**Challenges**
a – Using the case header, decide whether each statement agrees with it: (i) the case was heard by the Court of Appeals of Tennessee, Eastern Section, at Knoxville; (ii) the Supreme Court granted permission to appeal; (iii) Michael S. Kelley represented Rafia N. Khan. Answer yes or no for each, quoting the words from the header that settle it.
b – According to the case header, why does the caption name the Rafia N. Khan Irrevocable Trust? Answer in one to three sentences.
c – Update the case header by rewriting everything from "Judges: CHARLES D." down to "Nov. 12, 2014.", with "Eastern Section" replaced by "Western Section".

**Provided text**
Case Name: Rafia N. KHAN, Individually, and in her Capacity as Trustee of the Rafia N. Khan Irrevocable Trust v. REGIONS BANK
Court: Tennessee Court of Appeals
Jurisdiction: Tennessee
Decision Date: 2014-11-12
Citations: 461 S.W.3d 505
Docket Number: 
Parties: Rafia N. KHAN, Individually, and in her Capacity as Trustee of the Rafia N. Khan Irrevocable Trust v. REGIONS BANK.
Judges: CHARLES D. SUSANO, JR., C.J., and THOMAS R. FRIERSON, II, J., joined.
Reporter: South Western Reporter Third Series
Volume: 461
Pages: 505–512

Head Matter:
Rafia N. KHAN, Individually, and in her Capacity as Trustee of the Rafia N. Khan Irrevocable Trust v. REGIONS BANK.
Court of Appeals of Tennessee, Eastern Section, at Knoxville.
Oct. 2, 2014 Session.
Nov. 12, 2014.
Application for Permission to Appeal Denied by Supreme Court March 16, 2015.
Michael S. Kelley, Knoxville, Tennessee, for the appellant, Regions Bank.
Dan D. Rhea, Knoxville, Tennessee, for the appellees, Rafia N. Khan, individually, and in her capacity as Trustee of the Rafia N. Khan Irrevocable Trust.

Opinion:
OPINION
D. MICHAEL SWINEY, J.,
delivered the opinion of the Court, in which
CHARLES D. SUSANO, JR., C.J., and THOMAS R. FRIERSON, II, J., joined.

**Data block**
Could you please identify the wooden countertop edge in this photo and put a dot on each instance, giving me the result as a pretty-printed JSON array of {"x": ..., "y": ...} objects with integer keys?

**Replies**
a –
(i) Yes: "Court of Appeals of Tennessee, Eastern Section, at Knoxville."
(ii) No: "Application for Permission to Appeal Denied by Supreme Court March 16, 2015."
(iii) No: "Michael S. Kelley, Knoxville, Tennessee, for the appellant, Regions Bank."

b – Rafia N. Khan is a party both individually and in her capacity as Trustee of the Rafia N. Khan Irrevocable Trust. The caption therefore names the trust alongside her.

c –
Judges: CHARLES D. SUSANO, JR., C.J., and THOMAS R. FRIERSON, II, J., joined.
Reporter: South Western Reporter Third Series
Volume: 461
Pages: 505–512

Head Matter:
Rafia N. KHAN, Individually, and in her Capacity as Trustee of the Rafia N. Khan Irrevocable Trust v. REGIONS BANK.
Court of Appeals of Tennessee, Western Section, at Knoxville.
Oct. 2, 2014 Session.
Nov. 12, 2014.